FRAGMENTO DEL TEXTO:
■ ■ ■ ■
Posiblemente la temporada más anhelada y deseada de los niños, es la presente época que se paladea en estos momentos de víspera de navidad, así como la misma navidad. En lo particular, los últimos periodos navideños de mi vida, los he considerado como la consigna de comprar y regalar, incluso detalles que, aunque costosos, pueden ser infructuosos e inútiles para quien los recibe. He conocido personas que al recibir algún obsequio les hacen muecas de desprecio o le dan el menor interés, lo que me ha llevado a recordar mis tiempos de infante, en que, me saturaba de alegría y apreciaba con sumo cariño cualquier minucia que a mis manos llegara de ofrenda navideña.
Cómo olvidar mi añorado barrio de la Calle Pino Suárez, con un Durango tan seguro que, a la edad de nueve o diez años transitaba caminando hasta las instalaciones del mercado Gómez Palacio, con el ferviente deseo de comprar heno para montar el nacimiento de mi casa, pero no obstante que, también se encontraban en venta retazos de musgo, animalitos, pastores y demás, mi capital de cuarenta centavos que había ganado en los “bolos” de los bautizos solo alcanzaba para una pequeña paca de heno.
■ ■ ■ ■
Elementos almacenados del conjunto de datos

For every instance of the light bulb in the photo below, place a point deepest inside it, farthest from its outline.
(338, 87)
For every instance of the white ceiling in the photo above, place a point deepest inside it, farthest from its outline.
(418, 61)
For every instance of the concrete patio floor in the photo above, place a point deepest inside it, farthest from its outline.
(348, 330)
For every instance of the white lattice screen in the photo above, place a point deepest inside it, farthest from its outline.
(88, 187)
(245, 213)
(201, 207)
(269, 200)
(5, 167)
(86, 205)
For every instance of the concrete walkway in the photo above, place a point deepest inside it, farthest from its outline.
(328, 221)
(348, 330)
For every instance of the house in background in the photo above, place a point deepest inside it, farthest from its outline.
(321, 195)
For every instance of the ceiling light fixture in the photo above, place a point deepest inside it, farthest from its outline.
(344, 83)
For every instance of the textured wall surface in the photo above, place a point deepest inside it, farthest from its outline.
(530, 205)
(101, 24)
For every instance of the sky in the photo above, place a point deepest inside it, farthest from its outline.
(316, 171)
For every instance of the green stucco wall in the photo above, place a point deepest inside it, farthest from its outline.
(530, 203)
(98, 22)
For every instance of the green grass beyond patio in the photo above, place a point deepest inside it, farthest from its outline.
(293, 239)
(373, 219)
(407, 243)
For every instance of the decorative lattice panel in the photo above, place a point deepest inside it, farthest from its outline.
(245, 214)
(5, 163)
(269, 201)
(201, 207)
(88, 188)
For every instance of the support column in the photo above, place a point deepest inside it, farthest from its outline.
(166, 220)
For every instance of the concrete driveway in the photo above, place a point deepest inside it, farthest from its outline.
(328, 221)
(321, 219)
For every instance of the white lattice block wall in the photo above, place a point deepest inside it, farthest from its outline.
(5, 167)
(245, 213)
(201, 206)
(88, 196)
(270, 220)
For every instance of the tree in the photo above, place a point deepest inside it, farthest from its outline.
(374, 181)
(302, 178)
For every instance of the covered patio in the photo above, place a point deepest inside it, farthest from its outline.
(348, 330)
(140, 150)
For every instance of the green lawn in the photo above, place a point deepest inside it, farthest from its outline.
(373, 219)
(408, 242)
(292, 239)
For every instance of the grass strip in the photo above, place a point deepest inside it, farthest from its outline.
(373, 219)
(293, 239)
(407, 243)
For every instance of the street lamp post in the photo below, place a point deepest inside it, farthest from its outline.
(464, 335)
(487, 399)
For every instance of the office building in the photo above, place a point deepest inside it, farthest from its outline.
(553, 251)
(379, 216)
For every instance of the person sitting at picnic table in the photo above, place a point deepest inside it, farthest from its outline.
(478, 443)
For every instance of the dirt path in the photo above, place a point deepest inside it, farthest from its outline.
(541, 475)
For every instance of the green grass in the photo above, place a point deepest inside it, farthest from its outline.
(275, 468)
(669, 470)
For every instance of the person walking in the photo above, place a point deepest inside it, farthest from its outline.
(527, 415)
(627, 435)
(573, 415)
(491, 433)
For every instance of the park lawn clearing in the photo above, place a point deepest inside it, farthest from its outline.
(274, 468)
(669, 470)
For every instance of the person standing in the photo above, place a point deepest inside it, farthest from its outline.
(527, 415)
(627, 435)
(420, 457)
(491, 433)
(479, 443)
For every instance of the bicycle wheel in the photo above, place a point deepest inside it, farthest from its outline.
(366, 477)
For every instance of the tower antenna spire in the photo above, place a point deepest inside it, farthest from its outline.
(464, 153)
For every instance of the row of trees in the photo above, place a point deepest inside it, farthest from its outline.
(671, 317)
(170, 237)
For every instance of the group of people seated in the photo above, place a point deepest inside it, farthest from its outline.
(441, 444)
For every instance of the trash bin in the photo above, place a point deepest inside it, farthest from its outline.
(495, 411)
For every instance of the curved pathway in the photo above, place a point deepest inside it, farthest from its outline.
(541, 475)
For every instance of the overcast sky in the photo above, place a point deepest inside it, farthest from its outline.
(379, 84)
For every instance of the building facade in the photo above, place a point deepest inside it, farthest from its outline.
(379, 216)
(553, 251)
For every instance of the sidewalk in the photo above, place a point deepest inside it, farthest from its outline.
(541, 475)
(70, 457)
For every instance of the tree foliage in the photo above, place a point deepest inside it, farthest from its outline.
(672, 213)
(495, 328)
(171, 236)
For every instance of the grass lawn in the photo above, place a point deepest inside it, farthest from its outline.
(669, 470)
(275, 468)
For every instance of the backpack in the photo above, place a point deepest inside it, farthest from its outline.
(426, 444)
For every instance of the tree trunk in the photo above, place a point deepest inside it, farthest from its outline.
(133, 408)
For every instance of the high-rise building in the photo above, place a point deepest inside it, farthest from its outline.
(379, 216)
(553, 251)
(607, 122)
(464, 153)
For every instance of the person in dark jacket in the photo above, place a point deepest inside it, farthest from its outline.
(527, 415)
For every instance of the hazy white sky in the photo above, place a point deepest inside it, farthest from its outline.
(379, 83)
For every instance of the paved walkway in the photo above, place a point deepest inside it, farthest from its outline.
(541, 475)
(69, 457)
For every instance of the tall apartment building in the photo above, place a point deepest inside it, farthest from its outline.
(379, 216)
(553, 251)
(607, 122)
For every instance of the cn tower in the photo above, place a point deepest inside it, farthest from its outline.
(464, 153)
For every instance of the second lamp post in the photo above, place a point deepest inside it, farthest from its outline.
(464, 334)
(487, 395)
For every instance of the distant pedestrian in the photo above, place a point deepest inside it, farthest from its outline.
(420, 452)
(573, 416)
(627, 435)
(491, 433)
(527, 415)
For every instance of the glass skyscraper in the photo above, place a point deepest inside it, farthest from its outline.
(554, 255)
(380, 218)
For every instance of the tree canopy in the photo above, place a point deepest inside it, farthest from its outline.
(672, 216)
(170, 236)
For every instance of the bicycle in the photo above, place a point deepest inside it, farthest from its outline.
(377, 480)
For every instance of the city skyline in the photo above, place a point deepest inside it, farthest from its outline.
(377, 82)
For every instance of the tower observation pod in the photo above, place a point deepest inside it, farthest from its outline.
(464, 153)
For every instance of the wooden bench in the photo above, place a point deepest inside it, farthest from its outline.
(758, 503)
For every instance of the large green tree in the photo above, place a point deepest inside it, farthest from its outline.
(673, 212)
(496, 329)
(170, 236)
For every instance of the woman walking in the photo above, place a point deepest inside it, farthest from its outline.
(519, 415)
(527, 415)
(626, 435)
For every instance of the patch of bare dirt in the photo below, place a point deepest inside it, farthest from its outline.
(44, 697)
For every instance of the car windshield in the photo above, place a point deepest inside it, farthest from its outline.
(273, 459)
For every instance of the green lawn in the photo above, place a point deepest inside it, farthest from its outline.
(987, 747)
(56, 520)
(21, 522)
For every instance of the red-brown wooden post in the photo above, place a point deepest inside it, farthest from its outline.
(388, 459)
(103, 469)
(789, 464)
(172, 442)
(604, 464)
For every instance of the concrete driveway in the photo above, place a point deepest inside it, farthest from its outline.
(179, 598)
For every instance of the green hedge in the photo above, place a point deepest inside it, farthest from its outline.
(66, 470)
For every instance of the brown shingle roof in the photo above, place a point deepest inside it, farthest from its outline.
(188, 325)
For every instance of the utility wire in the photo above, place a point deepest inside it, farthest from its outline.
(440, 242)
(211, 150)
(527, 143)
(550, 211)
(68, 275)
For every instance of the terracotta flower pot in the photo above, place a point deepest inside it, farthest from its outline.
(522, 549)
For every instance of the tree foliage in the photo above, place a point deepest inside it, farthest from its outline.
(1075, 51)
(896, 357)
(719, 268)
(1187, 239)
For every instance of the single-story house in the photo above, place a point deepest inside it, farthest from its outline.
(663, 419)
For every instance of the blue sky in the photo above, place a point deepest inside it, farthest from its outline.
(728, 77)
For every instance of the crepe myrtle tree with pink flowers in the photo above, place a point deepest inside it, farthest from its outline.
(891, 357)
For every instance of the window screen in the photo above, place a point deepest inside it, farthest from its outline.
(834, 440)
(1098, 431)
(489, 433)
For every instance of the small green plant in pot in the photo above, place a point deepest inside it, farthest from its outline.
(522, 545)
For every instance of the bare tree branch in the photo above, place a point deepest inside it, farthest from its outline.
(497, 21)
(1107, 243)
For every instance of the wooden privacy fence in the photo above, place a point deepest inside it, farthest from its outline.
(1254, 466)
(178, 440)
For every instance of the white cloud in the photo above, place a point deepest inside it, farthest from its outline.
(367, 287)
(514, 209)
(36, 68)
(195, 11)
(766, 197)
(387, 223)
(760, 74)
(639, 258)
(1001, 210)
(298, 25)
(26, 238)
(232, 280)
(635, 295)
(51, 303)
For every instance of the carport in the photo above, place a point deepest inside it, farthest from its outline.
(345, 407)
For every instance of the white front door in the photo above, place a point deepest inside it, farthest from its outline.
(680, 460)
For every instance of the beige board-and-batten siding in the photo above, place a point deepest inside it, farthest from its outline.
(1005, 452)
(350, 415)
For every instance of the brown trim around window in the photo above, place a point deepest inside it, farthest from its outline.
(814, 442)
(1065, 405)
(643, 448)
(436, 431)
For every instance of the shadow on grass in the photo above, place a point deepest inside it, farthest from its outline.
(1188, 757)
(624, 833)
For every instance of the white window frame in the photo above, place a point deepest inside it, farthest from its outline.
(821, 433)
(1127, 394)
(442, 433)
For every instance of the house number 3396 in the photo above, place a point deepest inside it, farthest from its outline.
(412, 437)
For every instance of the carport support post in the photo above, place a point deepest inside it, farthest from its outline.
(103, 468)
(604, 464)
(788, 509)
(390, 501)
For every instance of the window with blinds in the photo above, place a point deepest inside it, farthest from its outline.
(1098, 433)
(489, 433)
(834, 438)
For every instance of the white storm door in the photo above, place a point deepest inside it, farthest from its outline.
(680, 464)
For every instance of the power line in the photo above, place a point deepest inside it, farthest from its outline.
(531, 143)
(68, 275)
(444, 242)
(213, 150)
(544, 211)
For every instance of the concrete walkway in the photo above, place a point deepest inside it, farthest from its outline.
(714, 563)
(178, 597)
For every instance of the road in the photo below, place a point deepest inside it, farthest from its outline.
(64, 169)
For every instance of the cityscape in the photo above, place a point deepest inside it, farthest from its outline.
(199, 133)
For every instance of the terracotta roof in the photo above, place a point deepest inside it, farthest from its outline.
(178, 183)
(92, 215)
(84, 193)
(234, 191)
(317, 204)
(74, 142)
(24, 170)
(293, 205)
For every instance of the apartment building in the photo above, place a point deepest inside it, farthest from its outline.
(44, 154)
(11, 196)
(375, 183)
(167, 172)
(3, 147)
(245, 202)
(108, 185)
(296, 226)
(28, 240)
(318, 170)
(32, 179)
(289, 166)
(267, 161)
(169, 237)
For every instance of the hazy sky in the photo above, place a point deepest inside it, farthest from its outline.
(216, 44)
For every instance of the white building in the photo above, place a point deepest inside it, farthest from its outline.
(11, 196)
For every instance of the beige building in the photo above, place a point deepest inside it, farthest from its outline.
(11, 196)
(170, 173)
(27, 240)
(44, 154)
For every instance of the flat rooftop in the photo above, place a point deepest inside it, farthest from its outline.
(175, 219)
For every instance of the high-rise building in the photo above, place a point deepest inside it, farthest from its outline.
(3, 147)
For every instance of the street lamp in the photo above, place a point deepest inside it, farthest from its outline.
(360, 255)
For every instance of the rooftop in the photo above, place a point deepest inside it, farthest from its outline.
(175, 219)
■ ■ ■ ■
QUÉ SE PIDE:
- 1) Según el texto sobre los recuerdos navideños, ¿cuánto dinero tenía quien narra para comprar en el mercado Gómez Palacio y qué le alcanzaba a comprar con él?
- 2) Traduce al inglés esta oración del texto sobre los recuerdos navideños: "Posiblemente la temporada más anhelada y deseada de los niños, es la presente época que se paladea en estos momentos de víspera de navidad, así como la misma navidad."
- 3) Continúa el texto sobre los recuerdos navideños a partir de su última oración.

RESPUESTAS:
- 1) Cuarenta centavos, que solo alcanzaban para una pequeña paca de heno.

- 2) Possibly the most longed-for and desired season for children is the present time that is savored in these moments on the eve of Christmas, as well as Christmas itself.

- 3)
A esa edad, el júbilo navideño lo exhalaba por todo mi cuerpo y aunque mi imaginación me llevaba a la edificación de un suntuoso nacimiento, mis posibilidades se reducían al contenido de una caja de cartón ubicada en la parte superior de un archivero construido por mi padre, cuyo contenido se reducía al misterio con la virgen, san José y el niño, tres o cuatro animales, así como dos pastores, y los reyes magos, pero la mayor parte lo ocupaba el heno que nos había servido los años anteriores, y mientras más contenido tuviéramos, más gigante se hacía la construcción del nacimiento, cuyos cimientos no eran otra cosa que varias cajas de cartón vacías, forradas de papel periódico y sobre de ellas todo el heno posible. La mayoría de las veces era auxiliado por mi hermana María Cristina, a quien todo mundo la conoció como Cati, quien va a hacer dos años que se encuentra gozando de la plenitud de Dios.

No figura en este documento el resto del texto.